EXCERPTED PASSAGE |
________________
How do you cope when your new life has begun, yet all you want is your old life back? These ideas for starting over will help you see your new life differently, and perhaps even help you stop wanting to go back in time.

Earlier today, I wrote an article called When You’re Forced to Move to a New Home. Then I received an email from a friend who said she can’t move forward. Nothing will help her stop wanting her old life back, and she’ll never be happy without her ex-boyfriend.

And right there is your first tip for coping when you want your old life back! Stop telling yourself that you’ll never be happy in your new life. What you tell yourself has the power to control your mood, attitude, and even your future. If you keep saying that you want your old life back and you’ll never be happy again, then guess what? You’ll never be happy. It’s time to accept that your old life is over, and start moving into a new life.


Here’s a comment from a reader who wants her ex-husband back, even though he betrayed her:

“I was married for 12 years and pregnant with my second child when my husband cheated on me,” says J. on 3 Ways to Turn Your Life Around When Things Are Out of Control. “He left me for this woman. I divorced him and a year later met someone else. We are now married and I love him dearly. The problem is I long for my old life and marriage. I cry a lot and feel like I maybe got into my new relationship too quick. I don’t feel I will ever get over what happened to me.”

Being happy with your life is a choice you have to make. You may be searching for quick tips for erasing the pain of losing your old life, but the truth is there aren’t any easy solutions. There’s only the choice to move forward, even when your heart keeps looking back.

3 Ways to Cope When You Want Your Old Life Back

I forgot to say something really important! I’m sorry for your loss, that you lost your old life. I know how hard it is to be forced into a new life when you just want to go home. You may have lost a family member, friend, pet, home or even a school…and it’s hard.

Letting go of the past is painful. But, it’s one of those difficult things we all have to go through. These tips may make coping with your new life a little easier…

1. Be specific about what you miss about your old life

Do you miss the people, places, or pets in your old life? Your lifestyle, routine, or schedule? Sometimes it helps to identify what specifically you’re missing. Instead of a vague “I miss my old life and want it back”, it can be helpful to think about exactly you miss. This might give you ideas for creating what you’re missing in your new life, which can help you heal and be happy.

For instance, I often think of my old life in Africa. I lived and taught there for three years, and after I moved home to Canada I felt hopeless and sad. I needed to learn how to hold on to hope when life seems hopeless – and I eventually did! But it was hard, and it took time.
________________
EXERCISE GOAL | According to the passage on wanting your old life back, how many years did the writer live and teach in Africa? Rely only on the text above.

Records from a collection |
________________
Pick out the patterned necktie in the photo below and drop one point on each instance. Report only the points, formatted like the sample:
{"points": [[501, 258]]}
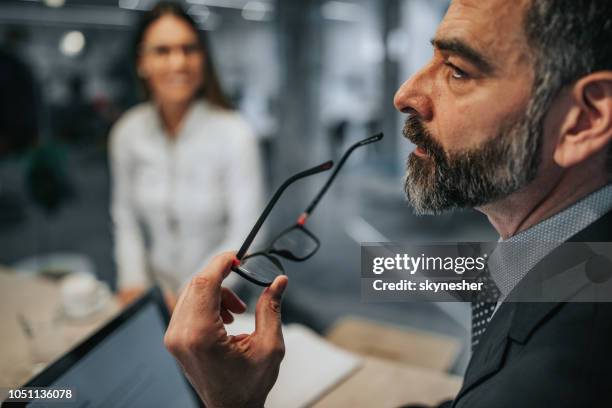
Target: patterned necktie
{"points": [[483, 306]]}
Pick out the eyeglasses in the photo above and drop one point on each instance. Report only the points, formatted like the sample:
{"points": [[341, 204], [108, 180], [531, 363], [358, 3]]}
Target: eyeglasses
{"points": [[295, 243]]}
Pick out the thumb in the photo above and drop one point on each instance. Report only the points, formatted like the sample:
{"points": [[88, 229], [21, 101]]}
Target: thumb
{"points": [[268, 310]]}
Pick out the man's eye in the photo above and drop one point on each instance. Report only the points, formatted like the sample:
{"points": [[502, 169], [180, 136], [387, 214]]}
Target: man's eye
{"points": [[456, 73]]}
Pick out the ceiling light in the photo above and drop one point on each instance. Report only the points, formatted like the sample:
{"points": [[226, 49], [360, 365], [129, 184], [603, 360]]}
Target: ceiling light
{"points": [[72, 43]]}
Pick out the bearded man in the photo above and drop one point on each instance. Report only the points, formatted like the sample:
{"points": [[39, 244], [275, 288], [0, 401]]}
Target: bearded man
{"points": [[511, 116]]}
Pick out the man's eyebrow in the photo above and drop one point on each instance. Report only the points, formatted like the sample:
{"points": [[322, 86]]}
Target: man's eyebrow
{"points": [[465, 51]]}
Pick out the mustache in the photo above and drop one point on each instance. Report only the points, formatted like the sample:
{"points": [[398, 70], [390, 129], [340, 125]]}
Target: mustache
{"points": [[415, 131]]}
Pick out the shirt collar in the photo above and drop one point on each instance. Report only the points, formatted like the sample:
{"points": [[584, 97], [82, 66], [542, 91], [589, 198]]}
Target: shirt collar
{"points": [[509, 263]]}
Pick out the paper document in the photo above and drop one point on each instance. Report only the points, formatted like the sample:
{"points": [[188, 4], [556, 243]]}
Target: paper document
{"points": [[312, 366]]}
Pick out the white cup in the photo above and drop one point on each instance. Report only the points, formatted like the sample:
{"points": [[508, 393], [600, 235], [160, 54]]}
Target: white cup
{"points": [[83, 295]]}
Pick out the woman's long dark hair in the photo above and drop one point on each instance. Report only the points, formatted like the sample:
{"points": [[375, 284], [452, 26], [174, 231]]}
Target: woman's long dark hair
________________
OUTPUT FOR THIS TASK | Three years.